=== Set exercise ===
Reproduce verbatim every line from the one that includes "the white daisy" to the closing line of the entries; omit everything before it.
──────── Record excerpts ────────
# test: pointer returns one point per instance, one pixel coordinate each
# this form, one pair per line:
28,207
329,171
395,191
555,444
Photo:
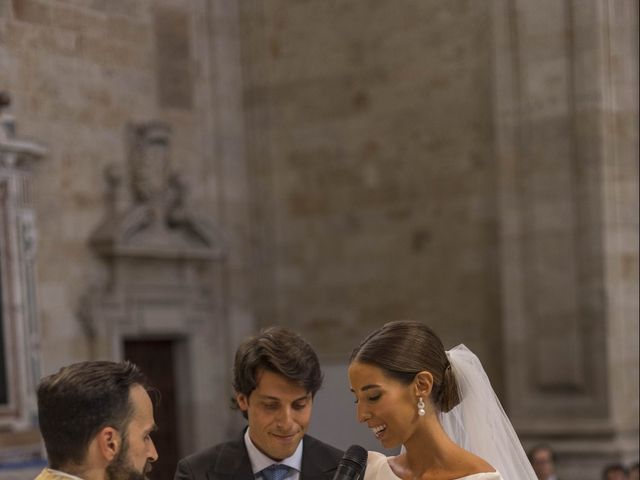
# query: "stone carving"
164,277
158,218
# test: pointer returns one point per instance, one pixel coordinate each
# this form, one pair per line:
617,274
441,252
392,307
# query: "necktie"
275,472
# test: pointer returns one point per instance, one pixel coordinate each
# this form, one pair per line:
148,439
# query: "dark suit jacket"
230,461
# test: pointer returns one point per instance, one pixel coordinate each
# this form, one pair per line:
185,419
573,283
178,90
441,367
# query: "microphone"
352,464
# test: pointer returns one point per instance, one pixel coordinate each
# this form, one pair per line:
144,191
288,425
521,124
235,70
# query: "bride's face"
387,406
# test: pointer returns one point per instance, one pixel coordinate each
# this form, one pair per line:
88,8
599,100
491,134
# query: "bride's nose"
362,414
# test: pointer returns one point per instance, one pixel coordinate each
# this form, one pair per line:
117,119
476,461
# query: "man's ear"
424,383
109,443
243,401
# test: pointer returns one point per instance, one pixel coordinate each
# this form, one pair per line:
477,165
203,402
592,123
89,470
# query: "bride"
438,405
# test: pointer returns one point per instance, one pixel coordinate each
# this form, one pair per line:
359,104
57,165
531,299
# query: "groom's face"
278,411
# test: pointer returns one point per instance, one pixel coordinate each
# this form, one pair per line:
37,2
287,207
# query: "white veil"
478,423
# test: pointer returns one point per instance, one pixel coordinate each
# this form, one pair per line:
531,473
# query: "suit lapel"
233,463
313,466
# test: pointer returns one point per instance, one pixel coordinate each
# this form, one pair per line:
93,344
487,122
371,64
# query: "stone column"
566,116
19,333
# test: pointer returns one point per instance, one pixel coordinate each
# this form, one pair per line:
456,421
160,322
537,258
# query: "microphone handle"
347,472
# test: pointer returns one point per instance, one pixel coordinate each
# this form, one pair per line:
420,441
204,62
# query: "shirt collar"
62,474
259,461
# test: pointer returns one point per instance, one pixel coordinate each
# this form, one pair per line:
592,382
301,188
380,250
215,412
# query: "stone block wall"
373,176
79,72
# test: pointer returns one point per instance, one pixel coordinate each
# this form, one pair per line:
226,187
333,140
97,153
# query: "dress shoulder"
378,469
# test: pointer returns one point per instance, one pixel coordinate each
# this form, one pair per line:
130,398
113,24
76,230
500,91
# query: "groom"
275,377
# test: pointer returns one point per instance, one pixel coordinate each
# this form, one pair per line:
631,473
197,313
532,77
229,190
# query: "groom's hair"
79,401
402,350
280,351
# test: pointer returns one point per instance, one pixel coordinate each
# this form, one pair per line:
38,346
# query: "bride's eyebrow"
366,387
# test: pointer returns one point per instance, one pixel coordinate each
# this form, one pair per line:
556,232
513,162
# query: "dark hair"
613,467
80,400
280,351
538,448
402,350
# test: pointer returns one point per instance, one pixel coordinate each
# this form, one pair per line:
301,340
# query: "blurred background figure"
543,460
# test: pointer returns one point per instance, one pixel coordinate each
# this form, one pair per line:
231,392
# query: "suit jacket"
47,474
230,461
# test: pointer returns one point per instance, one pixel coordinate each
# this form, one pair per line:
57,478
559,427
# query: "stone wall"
373,174
79,73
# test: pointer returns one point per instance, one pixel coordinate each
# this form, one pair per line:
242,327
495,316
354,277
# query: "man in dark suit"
275,377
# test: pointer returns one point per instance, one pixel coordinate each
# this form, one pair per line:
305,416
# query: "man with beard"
96,419
275,377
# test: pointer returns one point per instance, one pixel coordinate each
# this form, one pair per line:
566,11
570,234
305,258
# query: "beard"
121,469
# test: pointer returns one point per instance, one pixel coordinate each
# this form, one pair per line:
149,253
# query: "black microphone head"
357,454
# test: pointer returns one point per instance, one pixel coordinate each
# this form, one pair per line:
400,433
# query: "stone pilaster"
566,123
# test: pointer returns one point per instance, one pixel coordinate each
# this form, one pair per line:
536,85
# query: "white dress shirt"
259,461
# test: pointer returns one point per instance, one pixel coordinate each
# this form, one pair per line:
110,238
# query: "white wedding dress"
378,469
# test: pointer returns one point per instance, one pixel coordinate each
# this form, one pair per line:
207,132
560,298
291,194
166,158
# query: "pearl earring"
421,405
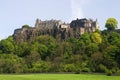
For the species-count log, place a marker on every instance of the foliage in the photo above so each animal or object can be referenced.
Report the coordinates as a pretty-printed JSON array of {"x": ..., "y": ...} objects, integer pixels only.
[
  {"x": 57, "y": 77},
  {"x": 96, "y": 38},
  {"x": 111, "y": 23}
]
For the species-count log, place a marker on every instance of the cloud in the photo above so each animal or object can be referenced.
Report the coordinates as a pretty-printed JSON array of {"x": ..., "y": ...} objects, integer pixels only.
[{"x": 77, "y": 8}]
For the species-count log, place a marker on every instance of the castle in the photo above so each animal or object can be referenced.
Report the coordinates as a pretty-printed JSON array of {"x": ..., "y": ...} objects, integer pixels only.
[{"x": 56, "y": 28}]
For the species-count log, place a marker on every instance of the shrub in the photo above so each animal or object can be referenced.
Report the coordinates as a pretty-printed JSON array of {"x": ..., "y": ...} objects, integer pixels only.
[
  {"x": 108, "y": 72},
  {"x": 102, "y": 68}
]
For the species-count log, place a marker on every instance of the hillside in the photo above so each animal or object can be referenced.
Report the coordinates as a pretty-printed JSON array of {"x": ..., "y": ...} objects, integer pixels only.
[{"x": 76, "y": 47}]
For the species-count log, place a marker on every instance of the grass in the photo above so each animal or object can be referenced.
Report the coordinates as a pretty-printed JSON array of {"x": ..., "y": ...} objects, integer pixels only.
[{"x": 58, "y": 77}]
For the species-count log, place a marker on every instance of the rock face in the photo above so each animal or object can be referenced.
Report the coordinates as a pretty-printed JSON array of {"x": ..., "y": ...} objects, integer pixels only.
[{"x": 56, "y": 28}]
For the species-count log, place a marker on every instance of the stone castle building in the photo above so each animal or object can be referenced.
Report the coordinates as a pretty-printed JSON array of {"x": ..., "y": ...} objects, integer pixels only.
[{"x": 56, "y": 28}]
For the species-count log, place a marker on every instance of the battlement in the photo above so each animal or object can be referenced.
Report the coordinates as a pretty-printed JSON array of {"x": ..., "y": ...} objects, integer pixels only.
[{"x": 50, "y": 24}]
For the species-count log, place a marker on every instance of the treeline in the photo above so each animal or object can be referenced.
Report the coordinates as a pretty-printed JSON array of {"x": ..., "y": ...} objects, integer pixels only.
[{"x": 92, "y": 52}]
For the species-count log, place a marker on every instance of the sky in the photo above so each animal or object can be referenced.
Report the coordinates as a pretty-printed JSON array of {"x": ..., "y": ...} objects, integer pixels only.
[{"x": 16, "y": 13}]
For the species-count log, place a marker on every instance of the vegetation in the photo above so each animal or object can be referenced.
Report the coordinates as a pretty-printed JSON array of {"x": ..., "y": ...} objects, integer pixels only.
[
  {"x": 58, "y": 77},
  {"x": 95, "y": 52},
  {"x": 111, "y": 24}
]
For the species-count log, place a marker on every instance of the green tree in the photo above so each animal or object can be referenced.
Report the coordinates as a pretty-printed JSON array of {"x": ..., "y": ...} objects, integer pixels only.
[
  {"x": 96, "y": 38},
  {"x": 6, "y": 46},
  {"x": 111, "y": 24}
]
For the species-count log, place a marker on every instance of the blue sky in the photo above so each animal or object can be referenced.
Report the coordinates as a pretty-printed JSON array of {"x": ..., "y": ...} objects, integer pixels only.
[{"x": 15, "y": 13}]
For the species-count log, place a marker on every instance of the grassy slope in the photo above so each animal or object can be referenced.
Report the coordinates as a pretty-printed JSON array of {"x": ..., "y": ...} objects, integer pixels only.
[{"x": 58, "y": 77}]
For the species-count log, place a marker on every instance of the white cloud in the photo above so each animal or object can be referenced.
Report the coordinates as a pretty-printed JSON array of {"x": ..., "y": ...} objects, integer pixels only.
[{"x": 77, "y": 8}]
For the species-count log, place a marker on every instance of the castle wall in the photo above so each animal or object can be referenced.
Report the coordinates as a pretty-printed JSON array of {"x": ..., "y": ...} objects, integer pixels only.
[{"x": 56, "y": 28}]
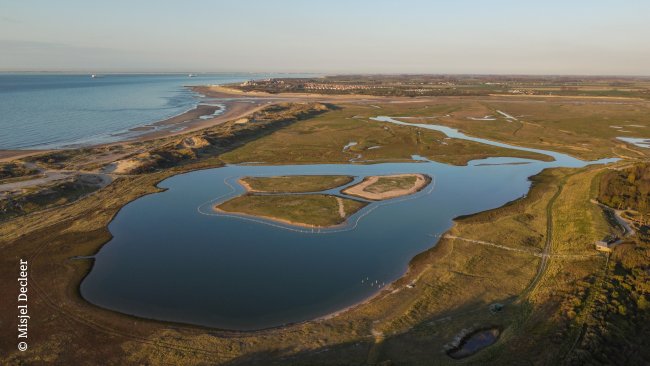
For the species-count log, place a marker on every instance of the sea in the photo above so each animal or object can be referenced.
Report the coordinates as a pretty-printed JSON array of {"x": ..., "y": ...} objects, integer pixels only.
[{"x": 53, "y": 110}]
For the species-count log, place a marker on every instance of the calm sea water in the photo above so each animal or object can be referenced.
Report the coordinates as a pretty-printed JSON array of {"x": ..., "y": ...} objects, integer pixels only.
[
  {"x": 59, "y": 110},
  {"x": 172, "y": 258}
]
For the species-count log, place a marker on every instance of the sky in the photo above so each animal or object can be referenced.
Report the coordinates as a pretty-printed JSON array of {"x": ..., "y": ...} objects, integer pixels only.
[{"x": 578, "y": 37}]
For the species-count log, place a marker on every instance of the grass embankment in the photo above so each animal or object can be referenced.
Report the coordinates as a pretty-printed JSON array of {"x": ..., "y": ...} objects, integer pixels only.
[
  {"x": 295, "y": 183},
  {"x": 13, "y": 171},
  {"x": 388, "y": 186},
  {"x": 33, "y": 199},
  {"x": 322, "y": 139},
  {"x": 311, "y": 210}
]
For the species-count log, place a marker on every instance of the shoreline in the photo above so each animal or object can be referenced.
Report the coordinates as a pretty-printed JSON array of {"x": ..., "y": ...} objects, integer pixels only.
[
  {"x": 368, "y": 181},
  {"x": 216, "y": 208},
  {"x": 188, "y": 121}
]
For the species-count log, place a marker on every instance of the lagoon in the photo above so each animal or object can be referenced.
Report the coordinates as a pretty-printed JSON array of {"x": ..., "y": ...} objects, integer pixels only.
[{"x": 173, "y": 259}]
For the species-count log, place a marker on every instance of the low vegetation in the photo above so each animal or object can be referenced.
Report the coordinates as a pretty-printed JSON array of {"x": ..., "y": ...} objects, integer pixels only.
[
  {"x": 628, "y": 189},
  {"x": 13, "y": 170},
  {"x": 322, "y": 140},
  {"x": 388, "y": 186},
  {"x": 32, "y": 199},
  {"x": 454, "y": 85},
  {"x": 295, "y": 183},
  {"x": 312, "y": 210}
]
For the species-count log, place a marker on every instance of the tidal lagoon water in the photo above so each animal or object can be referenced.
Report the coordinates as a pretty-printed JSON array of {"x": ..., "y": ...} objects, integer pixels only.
[
  {"x": 172, "y": 258},
  {"x": 40, "y": 111}
]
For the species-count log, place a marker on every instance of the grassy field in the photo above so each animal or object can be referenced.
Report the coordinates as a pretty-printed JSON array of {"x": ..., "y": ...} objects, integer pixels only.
[
  {"x": 295, "y": 183},
  {"x": 322, "y": 140},
  {"x": 313, "y": 210},
  {"x": 384, "y": 184},
  {"x": 560, "y": 300},
  {"x": 584, "y": 129}
]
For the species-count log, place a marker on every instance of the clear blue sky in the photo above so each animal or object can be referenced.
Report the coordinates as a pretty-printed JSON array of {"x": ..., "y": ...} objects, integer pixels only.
[{"x": 380, "y": 36}]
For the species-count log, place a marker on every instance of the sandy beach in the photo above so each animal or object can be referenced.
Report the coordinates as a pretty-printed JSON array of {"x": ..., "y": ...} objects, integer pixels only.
[{"x": 359, "y": 190}]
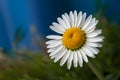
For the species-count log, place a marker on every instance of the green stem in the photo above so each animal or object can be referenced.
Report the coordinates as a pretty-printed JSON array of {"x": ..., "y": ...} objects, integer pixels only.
[{"x": 96, "y": 72}]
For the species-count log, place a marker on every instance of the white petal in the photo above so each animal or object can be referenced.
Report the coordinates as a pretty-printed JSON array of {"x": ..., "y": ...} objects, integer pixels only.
[
  {"x": 61, "y": 51},
  {"x": 92, "y": 27},
  {"x": 54, "y": 37},
  {"x": 69, "y": 62},
  {"x": 93, "y": 44},
  {"x": 79, "y": 19},
  {"x": 66, "y": 21},
  {"x": 83, "y": 19},
  {"x": 71, "y": 19},
  {"x": 75, "y": 18},
  {"x": 96, "y": 39},
  {"x": 58, "y": 26},
  {"x": 56, "y": 30},
  {"x": 80, "y": 61},
  {"x": 60, "y": 55},
  {"x": 65, "y": 57},
  {"x": 55, "y": 44},
  {"x": 84, "y": 55},
  {"x": 87, "y": 22},
  {"x": 61, "y": 22},
  {"x": 51, "y": 50},
  {"x": 56, "y": 51},
  {"x": 67, "y": 16},
  {"x": 95, "y": 33},
  {"x": 96, "y": 50},
  {"x": 88, "y": 52},
  {"x": 75, "y": 59}
]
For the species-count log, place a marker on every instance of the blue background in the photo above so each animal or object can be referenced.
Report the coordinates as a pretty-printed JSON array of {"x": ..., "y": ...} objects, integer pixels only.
[{"x": 42, "y": 13}]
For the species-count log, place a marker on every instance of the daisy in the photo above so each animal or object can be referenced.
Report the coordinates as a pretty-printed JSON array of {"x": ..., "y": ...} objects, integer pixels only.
[{"x": 77, "y": 40}]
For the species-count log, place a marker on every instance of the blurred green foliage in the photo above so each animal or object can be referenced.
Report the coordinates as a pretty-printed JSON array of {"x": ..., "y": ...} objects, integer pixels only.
[
  {"x": 19, "y": 36},
  {"x": 29, "y": 66}
]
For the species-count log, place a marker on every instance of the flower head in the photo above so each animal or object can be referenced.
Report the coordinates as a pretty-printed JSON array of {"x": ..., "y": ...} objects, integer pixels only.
[{"x": 78, "y": 39}]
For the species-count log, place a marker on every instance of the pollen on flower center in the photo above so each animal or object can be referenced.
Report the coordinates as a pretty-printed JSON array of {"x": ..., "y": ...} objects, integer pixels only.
[{"x": 73, "y": 38}]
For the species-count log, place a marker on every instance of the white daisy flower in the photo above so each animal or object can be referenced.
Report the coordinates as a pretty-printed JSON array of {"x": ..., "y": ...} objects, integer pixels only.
[{"x": 77, "y": 40}]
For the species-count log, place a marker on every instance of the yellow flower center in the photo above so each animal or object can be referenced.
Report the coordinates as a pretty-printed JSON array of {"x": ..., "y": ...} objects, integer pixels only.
[{"x": 73, "y": 38}]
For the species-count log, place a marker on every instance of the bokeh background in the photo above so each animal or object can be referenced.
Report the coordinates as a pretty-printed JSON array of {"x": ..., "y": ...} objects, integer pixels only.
────────
=== Reply ===
For the species-count log, place a marker on every instance of the white daisy flower in the photo above so each animal or object can be referenced.
Report the coordinates as a pretty-printed JSON array of {"x": ..., "y": ...} objects, integer pixels only.
[{"x": 77, "y": 40}]
For the species-count log, place a marker on every instance of the yellow flower center in the photo above so each animal or object can be referenced.
Report the coordinates as a pretty-printed JSON array of {"x": ..., "y": ...} objects, integer pixels only.
[{"x": 73, "y": 38}]
For the species-count log, place a marker on every instance of the bokeh background in the photo above so each animal or object can be referenced.
Report the coordinates as a pretty-printed JSON array of {"x": ..., "y": ...} objects, integer pixels only.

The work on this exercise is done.